#### Direction
Reproduce the entries from the beginning through the line containing "1134,487,1200,575", including that line and the requests, but shift every bounding box coordinate in the answers up by 75. Leave out the pictures.

#### Image annotation data
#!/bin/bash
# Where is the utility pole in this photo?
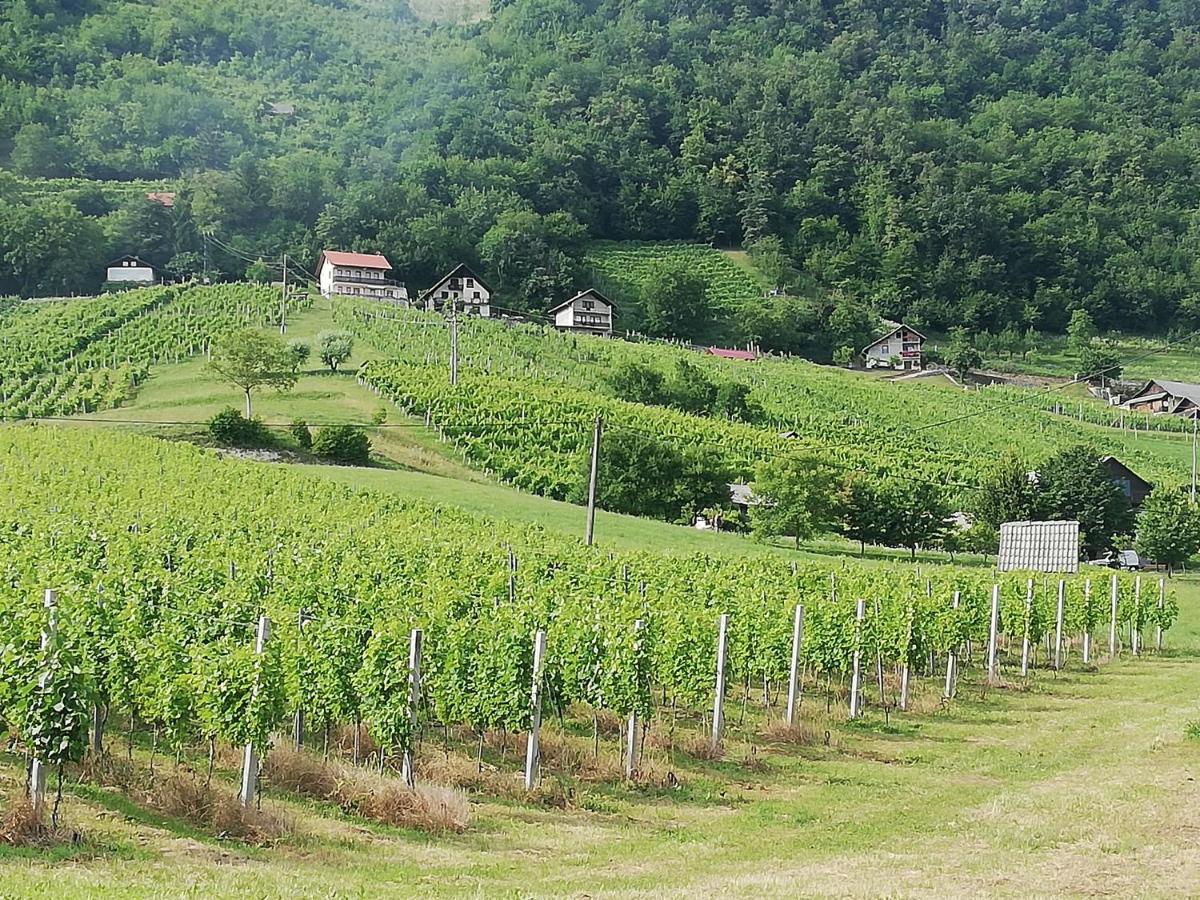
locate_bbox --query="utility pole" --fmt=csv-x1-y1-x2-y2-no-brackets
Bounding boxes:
280,253,288,335
450,309,458,388
583,415,604,547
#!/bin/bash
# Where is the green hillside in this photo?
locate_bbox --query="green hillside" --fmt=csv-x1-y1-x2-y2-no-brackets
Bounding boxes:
0,0,1200,358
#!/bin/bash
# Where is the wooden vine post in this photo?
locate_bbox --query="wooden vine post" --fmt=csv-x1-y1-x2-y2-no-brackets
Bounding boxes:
238,616,271,809
1129,575,1141,656
942,590,962,700
850,600,866,719
526,629,546,791
29,590,59,822
1154,578,1166,653
787,604,804,727
712,612,730,751
1021,578,1033,678
401,628,422,788
1109,575,1117,659
1084,578,1092,666
625,619,644,780
1054,578,1067,672
988,584,1000,684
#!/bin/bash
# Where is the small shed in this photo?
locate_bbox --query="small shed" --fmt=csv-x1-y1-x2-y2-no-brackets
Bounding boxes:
1100,456,1154,509
996,521,1079,572
704,347,758,362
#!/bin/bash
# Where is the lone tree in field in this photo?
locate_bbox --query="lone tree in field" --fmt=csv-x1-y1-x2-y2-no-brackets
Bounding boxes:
317,331,354,372
750,456,838,550
209,328,296,419
1134,487,1200,575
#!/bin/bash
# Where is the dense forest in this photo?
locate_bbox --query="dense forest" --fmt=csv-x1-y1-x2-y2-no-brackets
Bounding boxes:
0,0,1200,343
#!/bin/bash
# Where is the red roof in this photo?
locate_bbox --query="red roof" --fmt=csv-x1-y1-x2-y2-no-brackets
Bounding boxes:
708,347,758,361
320,250,391,269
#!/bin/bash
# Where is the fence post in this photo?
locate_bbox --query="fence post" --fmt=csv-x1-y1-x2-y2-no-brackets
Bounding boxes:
1109,575,1117,659
988,584,1000,684
1129,575,1141,656
238,616,271,809
787,604,804,727
713,612,730,750
1021,578,1033,678
942,590,962,700
625,619,643,779
1054,578,1067,672
850,600,866,719
1084,578,1092,666
1154,578,1166,653
526,629,546,791
29,589,59,822
401,628,422,788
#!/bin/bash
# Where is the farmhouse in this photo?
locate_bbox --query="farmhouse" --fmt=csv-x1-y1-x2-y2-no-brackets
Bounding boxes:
550,288,617,335
1100,456,1154,509
104,256,158,284
317,250,408,304
860,322,925,372
1121,382,1200,419
704,347,758,362
419,263,492,319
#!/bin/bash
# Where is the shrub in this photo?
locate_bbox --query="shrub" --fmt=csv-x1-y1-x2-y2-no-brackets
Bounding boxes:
312,425,371,466
209,407,271,448
288,419,312,450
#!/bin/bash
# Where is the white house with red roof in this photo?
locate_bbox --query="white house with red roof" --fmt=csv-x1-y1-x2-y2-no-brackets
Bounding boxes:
317,250,408,304
418,264,492,319
550,288,617,335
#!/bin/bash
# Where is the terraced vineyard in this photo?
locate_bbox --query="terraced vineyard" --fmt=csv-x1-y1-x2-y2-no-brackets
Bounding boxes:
335,302,1187,497
584,241,762,321
0,284,308,419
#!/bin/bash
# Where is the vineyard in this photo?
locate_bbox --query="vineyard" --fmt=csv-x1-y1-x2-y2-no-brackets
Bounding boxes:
0,426,1176,820
0,284,308,420
584,241,763,313
335,304,1184,498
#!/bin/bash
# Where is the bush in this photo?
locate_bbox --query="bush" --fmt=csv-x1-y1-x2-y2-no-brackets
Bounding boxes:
288,419,312,450
312,425,371,466
209,407,272,448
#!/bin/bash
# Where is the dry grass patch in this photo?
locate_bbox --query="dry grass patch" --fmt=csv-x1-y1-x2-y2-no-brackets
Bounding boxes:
265,748,470,833
80,755,295,844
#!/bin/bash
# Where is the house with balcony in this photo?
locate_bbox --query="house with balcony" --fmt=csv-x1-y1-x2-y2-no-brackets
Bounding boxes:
550,288,617,336
104,256,158,284
859,323,925,372
317,250,408,305
418,263,492,319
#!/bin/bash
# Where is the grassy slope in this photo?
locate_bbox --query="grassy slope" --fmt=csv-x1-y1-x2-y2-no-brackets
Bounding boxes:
0,580,1200,898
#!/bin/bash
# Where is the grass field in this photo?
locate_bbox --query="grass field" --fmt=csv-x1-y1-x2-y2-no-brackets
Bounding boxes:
0,580,1200,898
9,294,1200,898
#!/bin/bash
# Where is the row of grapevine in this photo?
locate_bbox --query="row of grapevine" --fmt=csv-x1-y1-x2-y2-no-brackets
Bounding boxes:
0,284,308,419
335,302,1183,496
0,426,1175,787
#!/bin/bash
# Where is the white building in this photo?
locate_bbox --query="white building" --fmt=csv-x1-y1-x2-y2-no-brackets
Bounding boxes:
317,250,408,304
106,256,158,284
862,323,925,372
419,264,492,319
550,288,617,335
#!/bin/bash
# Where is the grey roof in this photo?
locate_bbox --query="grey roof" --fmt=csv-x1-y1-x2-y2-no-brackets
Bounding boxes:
997,522,1079,572
859,322,928,353
551,288,617,312
1129,378,1200,406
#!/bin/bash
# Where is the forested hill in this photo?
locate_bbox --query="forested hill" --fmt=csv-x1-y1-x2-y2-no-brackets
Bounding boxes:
0,0,1200,343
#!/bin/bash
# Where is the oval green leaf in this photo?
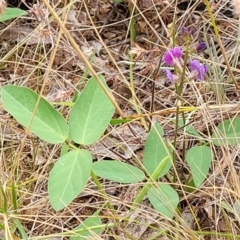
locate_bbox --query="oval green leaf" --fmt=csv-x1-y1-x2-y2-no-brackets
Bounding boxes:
1,85,68,144
147,183,179,219
0,7,28,22
92,160,145,183
143,123,172,177
69,76,114,145
186,146,212,187
212,118,240,146
48,149,92,211
70,215,102,240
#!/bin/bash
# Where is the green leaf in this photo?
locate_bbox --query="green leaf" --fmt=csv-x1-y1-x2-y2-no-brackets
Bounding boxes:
143,123,172,177
92,160,145,183
186,146,212,187
70,215,102,240
48,149,92,211
212,118,240,146
69,75,114,145
0,8,28,22
147,183,179,219
1,86,68,144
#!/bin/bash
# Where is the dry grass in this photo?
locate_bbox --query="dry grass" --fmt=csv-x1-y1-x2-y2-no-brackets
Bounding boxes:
0,0,240,240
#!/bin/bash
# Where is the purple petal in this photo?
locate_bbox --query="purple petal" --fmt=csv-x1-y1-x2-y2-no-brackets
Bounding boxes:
197,42,207,52
164,70,179,82
163,47,182,66
172,47,182,59
190,60,207,81
163,51,173,66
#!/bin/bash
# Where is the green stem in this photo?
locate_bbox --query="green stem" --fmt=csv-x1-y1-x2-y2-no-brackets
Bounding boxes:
130,156,170,211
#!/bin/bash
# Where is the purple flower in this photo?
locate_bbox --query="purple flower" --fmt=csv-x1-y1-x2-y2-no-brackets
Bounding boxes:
164,70,179,83
196,42,207,52
188,60,207,81
163,47,182,66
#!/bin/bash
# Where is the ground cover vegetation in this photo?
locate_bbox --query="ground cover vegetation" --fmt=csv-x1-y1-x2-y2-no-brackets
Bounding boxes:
0,0,240,240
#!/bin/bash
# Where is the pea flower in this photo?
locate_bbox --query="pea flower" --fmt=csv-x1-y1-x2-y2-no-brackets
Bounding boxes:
188,60,207,81
165,70,180,83
196,42,207,52
163,47,182,68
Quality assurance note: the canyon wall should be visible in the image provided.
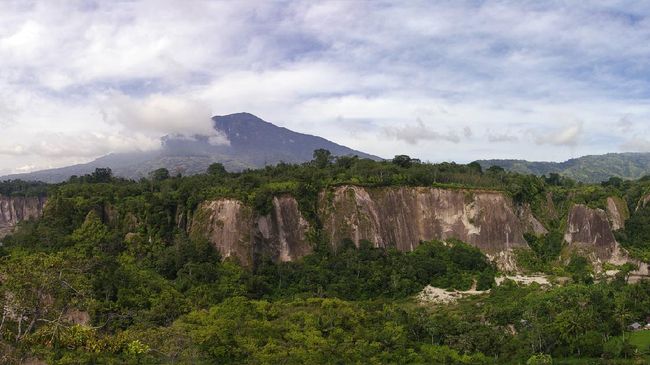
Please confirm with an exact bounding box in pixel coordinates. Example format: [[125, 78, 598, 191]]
[[190, 196, 311, 265], [318, 186, 528, 254], [0, 195, 47, 238]]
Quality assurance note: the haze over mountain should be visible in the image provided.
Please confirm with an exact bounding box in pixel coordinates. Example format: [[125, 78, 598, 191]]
[[1, 113, 380, 183], [478, 152, 650, 182]]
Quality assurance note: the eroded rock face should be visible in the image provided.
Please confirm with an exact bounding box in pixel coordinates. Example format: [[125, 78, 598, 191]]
[[190, 196, 311, 265], [564, 204, 618, 261], [0, 196, 47, 238], [254, 196, 311, 262], [607, 196, 630, 231], [319, 186, 526, 253]]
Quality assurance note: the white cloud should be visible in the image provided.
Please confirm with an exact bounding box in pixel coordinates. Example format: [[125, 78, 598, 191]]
[[384, 119, 460, 144], [0, 0, 650, 171], [535, 121, 583, 146]]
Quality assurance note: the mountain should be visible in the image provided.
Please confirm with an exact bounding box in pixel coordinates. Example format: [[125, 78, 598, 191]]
[[477, 152, 650, 183], [1, 113, 380, 183]]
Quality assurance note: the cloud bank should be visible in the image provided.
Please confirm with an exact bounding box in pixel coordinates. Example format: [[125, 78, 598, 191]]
[[0, 0, 650, 171]]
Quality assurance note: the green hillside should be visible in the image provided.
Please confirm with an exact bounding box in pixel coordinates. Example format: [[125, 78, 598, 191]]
[[0, 155, 650, 364], [478, 153, 650, 183]]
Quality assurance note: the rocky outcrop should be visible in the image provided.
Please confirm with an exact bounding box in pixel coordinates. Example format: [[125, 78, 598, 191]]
[[319, 186, 526, 254], [254, 196, 311, 261], [607, 196, 630, 231], [190, 196, 311, 265], [0, 196, 47, 238], [564, 204, 618, 261]]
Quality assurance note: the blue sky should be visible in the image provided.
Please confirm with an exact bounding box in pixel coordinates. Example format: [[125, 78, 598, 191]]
[[0, 0, 650, 173]]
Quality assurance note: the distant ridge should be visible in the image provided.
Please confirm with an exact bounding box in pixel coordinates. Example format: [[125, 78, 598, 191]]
[[478, 152, 650, 183], [0, 113, 381, 183]]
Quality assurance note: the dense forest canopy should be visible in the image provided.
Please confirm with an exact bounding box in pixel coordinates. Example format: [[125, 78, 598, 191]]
[[0, 150, 650, 364]]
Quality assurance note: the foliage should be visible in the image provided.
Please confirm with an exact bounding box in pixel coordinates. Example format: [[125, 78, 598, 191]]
[[0, 150, 650, 364]]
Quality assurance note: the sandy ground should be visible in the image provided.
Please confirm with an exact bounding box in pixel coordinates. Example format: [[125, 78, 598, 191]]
[[417, 275, 551, 304]]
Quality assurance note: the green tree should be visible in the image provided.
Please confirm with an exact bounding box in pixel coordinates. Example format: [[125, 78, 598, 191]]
[[393, 155, 413, 169], [313, 148, 334, 169]]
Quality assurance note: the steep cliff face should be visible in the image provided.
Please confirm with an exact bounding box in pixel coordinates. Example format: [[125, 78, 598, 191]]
[[564, 202, 650, 281], [564, 204, 618, 260], [607, 196, 630, 231], [319, 186, 526, 254], [190, 196, 311, 265], [0, 196, 47, 238]]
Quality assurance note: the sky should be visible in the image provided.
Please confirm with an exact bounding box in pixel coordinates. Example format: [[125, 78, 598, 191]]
[[0, 0, 650, 174]]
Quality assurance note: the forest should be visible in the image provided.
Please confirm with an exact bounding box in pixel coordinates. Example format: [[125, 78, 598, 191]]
[[0, 150, 650, 365]]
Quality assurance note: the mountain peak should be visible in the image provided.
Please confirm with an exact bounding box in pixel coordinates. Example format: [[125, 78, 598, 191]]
[[4, 112, 380, 182]]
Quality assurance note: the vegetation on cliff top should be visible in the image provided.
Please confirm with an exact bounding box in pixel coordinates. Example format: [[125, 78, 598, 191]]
[[0, 151, 650, 364]]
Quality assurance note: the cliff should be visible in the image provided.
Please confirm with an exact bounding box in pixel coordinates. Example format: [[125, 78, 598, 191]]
[[564, 204, 619, 261], [0, 195, 47, 238], [190, 196, 311, 265], [182, 185, 648, 270], [319, 186, 538, 254]]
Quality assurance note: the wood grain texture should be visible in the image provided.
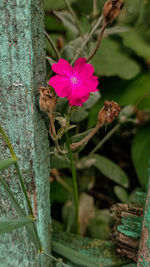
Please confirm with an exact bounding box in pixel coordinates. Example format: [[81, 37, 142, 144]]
[[137, 165, 150, 267], [0, 0, 50, 267]]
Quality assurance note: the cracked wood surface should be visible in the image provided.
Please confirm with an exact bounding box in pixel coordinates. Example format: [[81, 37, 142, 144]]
[[0, 0, 50, 267]]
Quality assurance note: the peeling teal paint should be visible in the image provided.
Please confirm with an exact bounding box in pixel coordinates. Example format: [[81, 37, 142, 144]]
[[137, 160, 150, 267], [117, 215, 142, 239], [0, 0, 51, 267]]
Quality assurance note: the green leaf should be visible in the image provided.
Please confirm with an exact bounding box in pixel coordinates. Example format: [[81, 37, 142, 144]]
[[54, 11, 79, 36], [77, 154, 129, 188], [70, 129, 93, 143], [87, 209, 112, 240], [0, 217, 32, 235], [118, 74, 150, 109], [50, 178, 69, 204], [62, 37, 86, 61], [82, 92, 101, 109], [131, 126, 150, 187], [0, 158, 17, 172], [71, 92, 100, 122], [71, 107, 89, 122], [50, 154, 70, 169], [92, 38, 140, 79], [120, 29, 150, 61], [114, 185, 129, 204], [44, 0, 75, 11]]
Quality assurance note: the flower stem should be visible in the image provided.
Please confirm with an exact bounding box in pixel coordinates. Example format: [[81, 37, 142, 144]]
[[45, 31, 60, 59], [66, 132, 79, 234], [64, 0, 83, 37], [14, 162, 34, 217], [0, 125, 17, 159], [71, 16, 102, 65]]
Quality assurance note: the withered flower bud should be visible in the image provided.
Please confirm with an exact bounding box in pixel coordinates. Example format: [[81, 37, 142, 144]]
[[39, 86, 57, 114], [98, 100, 121, 125], [103, 0, 124, 24]]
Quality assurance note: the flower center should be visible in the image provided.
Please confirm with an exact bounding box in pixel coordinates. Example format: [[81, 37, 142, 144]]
[[70, 76, 79, 84]]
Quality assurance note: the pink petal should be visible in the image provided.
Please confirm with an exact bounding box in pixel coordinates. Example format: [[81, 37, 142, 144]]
[[49, 75, 71, 97], [73, 57, 94, 79], [67, 86, 90, 106], [52, 58, 73, 77], [83, 76, 99, 92]]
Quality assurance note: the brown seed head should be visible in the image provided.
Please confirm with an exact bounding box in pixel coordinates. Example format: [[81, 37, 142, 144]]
[[103, 0, 124, 24], [98, 100, 121, 125], [39, 86, 57, 114]]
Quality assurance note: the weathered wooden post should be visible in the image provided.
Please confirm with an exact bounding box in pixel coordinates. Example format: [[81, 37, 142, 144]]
[[0, 0, 51, 267], [137, 162, 150, 267]]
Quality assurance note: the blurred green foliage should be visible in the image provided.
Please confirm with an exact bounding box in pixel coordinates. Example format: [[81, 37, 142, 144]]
[[45, 0, 150, 239]]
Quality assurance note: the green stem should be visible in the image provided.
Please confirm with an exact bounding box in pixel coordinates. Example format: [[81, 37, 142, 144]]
[[89, 123, 120, 155], [64, 0, 83, 37], [66, 132, 79, 234], [0, 125, 34, 217], [0, 177, 42, 250], [14, 162, 34, 217], [71, 16, 102, 65], [45, 31, 60, 59], [0, 125, 17, 159], [93, 0, 97, 18]]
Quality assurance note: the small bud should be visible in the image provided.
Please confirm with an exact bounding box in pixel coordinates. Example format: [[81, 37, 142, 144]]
[[98, 100, 121, 125], [39, 86, 57, 114], [103, 0, 124, 24]]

#### Exercise result
#!/bin/bash
# Where is the utility pole in this photo?
locate_bbox --query="utility pole" --fmt=csv-x1-y1-x2-y2-no-brackets
Bounding boxes:
355,328,363,410
525,384,533,463
658,490,679,622
#!/bin/bash
# Where is the green hillside in this photo?
locate_bbox --query="green hillside" --fmt=csv-x1-y1-x2-y2-no-brackets
Bounding boxes:
75,75,1275,433
#!/bin/bash
# Where is the wooden vine post in this photo?
locate_bbox --query="wooden vine post" --fmt=csv-x1-y1-x2-y2-no-brackets
Bounding boxes:
313,691,346,884
1204,650,1216,731
1017,665,1037,775
925,675,941,794
601,704,621,866
104,665,134,897
1229,653,1241,728
862,679,879,802
787,687,805,826
1096,653,1108,753
476,703,497,863
1184,650,1192,734
1159,653,1167,741
700,694,719,855
1129,653,1142,747
1063,659,1075,759
#!/bin/bash
# Where is the small shed in this photo?
locate_bbox --query="small shed" --fmt=csv-x1-y1-x2-y2-no-brackets
Bounding boxes:
1175,531,1229,584
1071,596,1154,647
779,422,833,437
#!/bin/bash
# Where is the lone tree in field in this photo?
locate_bbox --query="lone tree in field" --fmt=csv-x1-y1-x2-y2-no-brackets
Bounding boxes:
392,406,429,447
825,531,913,625
284,403,371,494
1209,562,1275,650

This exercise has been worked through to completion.